(Exercise): Reproduce every record exactly as given.

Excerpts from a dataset
┄┄┄┄┄┄┄┄┄┄
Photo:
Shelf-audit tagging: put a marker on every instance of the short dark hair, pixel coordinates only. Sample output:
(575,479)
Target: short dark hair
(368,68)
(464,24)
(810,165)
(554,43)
┄┄┄┄┄┄┄┄┄┄
(Answer to the problem):
Photo:
Shelf-audit tagging: put a marker on every instance of the short dark hair, pixel coordinates only. Sample output:
(575,479)
Target: short dark hair
(368,68)
(464,24)
(810,165)
(554,43)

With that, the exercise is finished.